# Consignes
A – Présentez sous forme de liste brève le paragraphe du texte fourni qui commence par « représentée par Me Christophe BIDAL ». Conservez-en les informations principales.
B – D'après le texte fourni, à quelle date ont eu lieu les débats en audience publique ?

# Texte fourni

+++

France | France, Cour d'appel de Lyon, Chambre sociale a, 17 novembre 2014, 13/05892


AFFAIRE PRUD'HOMALE : COLLÉGIALE







R.G : 13/05892





SAS RHODIA OPERATIONS



C/

[I]

SYNDICAT CGT DES PERSONNELS DU SITE DU CRTL







APPEL D'UNE DÉCISION DU :

Conseil de Prud'hommes - Formation paritaire de VILLEFRANCHE-SUR-SAONE

du 10 Juin 2013

RG : F 12/00184











COUR D'APPEL DE LYON



CHAMBRE SOCIALE A



ARRÊT DU 17 NOVEMBRE 2014













APPELANTE :




SAS RHODIA OPERATIONS

[Adresse 3]

[Adresse 3]

[Localité 1]



représentée par Me Christophe BIDAL de la SCP JOSEPH AGUERA & ASSOCIES, avocat au barreau de LYON



INTIMÉES :



[D] [I]

[Adresse 1]

[Localité 2]



comparante en personne, assistée de Me Pas...

AFFAIRE PRUD'HOMALE : COLLÉGIALE

R.G : 13/05892

SAS RHODIA OPERATIONS

C/

[I]

SYNDICAT CGT DES PERSONNELS DU SITE DU CRTL

APPEL D'UNE DÉCISION DU :

Conseil de Prud'hommes - Formation paritaire de VILLEFRANCHE-SUR-SAONE

du 10 Juin 2013

RG : F 12/00184

COUR D'APPEL DE LYON

CHAMBRE SOCIALE A

ARRÊT DU 17 NOVEMBRE 2014

APPELANTE :

SAS RHODIA OPERATIONS

[Adresse 3]

[Adresse 3]

[Localité 1]

représentée par Me Christophe BIDAL de la SCP JOSEPH AGUERA & ASSOCIES, avocat au barreau de LYON

INTIMÉES :

[D] [I]

[Adresse 1]

[Localité 2]

comparante en personne, assistée de Me Pascale REVEL de la SCP REVEL-MAHUSSIER & ASSOCIÉS, avocat au barreau de LYON

SYNDICAT CGT DES PERSONNELS DU SITE DU CRTL

Mr [M], délégué syndical

[Adresse 2]

[Localité 1]

comparante en personne, assistée de Me Pascale REVEL de la SCP REVEL-MAHUSSIER & ASSOCIÉS, avocat au barreau de LYON

DÉBATS EN AUDIENCE PUBLIQUE DU : 06 Octobre 2014

COMPOSITION DE LA COUR LORS DES DÉBATS ET DU DÉLIBÉRÉ :

Didier JOLY, Président

Mireille SEMERIVA, Conseiller

Agnès THAUNAT, Conseiller

Assistés pendant les débats de Sophie MASCRIER, Greffier.

+++

# Documents fournis
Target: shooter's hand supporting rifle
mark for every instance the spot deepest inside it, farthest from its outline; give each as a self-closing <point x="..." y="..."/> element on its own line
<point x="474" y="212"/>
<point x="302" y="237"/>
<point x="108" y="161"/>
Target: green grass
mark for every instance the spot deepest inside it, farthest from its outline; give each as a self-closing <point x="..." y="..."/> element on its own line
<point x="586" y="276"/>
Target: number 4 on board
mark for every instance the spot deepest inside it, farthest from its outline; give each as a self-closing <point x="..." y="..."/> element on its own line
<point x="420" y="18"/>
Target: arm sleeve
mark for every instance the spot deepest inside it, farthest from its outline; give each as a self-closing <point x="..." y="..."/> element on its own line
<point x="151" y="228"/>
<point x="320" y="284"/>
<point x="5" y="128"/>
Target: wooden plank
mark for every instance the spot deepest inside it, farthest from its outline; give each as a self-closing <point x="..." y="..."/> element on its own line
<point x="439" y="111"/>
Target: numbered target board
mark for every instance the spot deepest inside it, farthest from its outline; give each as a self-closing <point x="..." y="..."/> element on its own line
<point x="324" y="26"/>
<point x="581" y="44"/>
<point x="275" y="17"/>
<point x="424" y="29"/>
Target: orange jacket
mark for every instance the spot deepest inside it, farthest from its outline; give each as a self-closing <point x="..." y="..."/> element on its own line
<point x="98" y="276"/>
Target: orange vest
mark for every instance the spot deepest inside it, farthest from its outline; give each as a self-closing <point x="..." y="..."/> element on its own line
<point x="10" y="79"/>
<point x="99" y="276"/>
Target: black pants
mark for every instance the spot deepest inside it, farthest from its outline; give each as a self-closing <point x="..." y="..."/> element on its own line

+++

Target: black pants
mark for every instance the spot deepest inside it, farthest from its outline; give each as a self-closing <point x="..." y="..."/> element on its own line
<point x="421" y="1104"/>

+++

# Réponses attendues
A –
- Avocat : Me Christophe BIDAL
- Cabinet : SCP JOSEPH AGUERA & ASSOCIES
- Barreau : Lyon

B – Les débats en audience publique ont eu lieu le 6 octobre 2014.